In the listing below, repeat word for word every line between the one containing "Where can you spot the bus stop" and the one containing "(1177, 462)", including both of those lines.

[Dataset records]
---*---
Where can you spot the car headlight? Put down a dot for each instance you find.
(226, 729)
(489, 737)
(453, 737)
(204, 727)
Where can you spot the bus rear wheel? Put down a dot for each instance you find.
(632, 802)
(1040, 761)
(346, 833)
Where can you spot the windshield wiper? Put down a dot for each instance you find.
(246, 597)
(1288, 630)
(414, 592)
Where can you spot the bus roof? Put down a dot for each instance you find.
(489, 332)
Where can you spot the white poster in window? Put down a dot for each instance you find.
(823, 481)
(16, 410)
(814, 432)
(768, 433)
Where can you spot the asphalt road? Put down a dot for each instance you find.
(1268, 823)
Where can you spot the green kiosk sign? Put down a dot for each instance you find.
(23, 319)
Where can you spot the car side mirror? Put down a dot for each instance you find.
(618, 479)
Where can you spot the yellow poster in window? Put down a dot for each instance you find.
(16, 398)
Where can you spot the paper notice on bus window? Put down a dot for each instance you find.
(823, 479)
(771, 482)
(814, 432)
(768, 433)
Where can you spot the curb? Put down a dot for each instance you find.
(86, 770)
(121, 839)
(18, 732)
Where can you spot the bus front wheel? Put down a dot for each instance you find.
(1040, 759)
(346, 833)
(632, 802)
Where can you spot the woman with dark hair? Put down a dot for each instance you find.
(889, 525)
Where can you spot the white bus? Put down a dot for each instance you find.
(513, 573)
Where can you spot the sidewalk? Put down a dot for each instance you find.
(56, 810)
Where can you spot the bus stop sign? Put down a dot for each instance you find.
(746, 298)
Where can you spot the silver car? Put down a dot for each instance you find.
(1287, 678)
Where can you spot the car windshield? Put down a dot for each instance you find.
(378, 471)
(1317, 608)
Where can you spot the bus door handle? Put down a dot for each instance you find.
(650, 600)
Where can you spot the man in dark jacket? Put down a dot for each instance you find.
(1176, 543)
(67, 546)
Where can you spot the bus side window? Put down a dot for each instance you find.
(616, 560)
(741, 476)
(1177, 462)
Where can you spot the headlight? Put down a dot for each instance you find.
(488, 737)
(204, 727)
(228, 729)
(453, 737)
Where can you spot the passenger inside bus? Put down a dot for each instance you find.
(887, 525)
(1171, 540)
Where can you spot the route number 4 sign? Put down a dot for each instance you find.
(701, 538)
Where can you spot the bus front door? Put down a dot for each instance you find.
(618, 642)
---*---
▶ **Worked solution**:
Where can you spot the bus stop sign? Put down a dot for each instance you find.
(746, 298)
Where can you spot the silver car? Put down a dot for each instance you find.
(1287, 678)
Where can you spot the car windshield? Put down a dot for each instance you find.
(378, 471)
(1317, 608)
Where can you spot the bus door handle? Put down a dot for each instance you find.
(650, 600)
Where can you spot the man in dark jacket? Put down a dot for each instance you find.
(1176, 543)
(67, 546)
Where can you spot the bus side window? Put down a dot for each instance you find.
(616, 560)
(741, 476)
(1177, 462)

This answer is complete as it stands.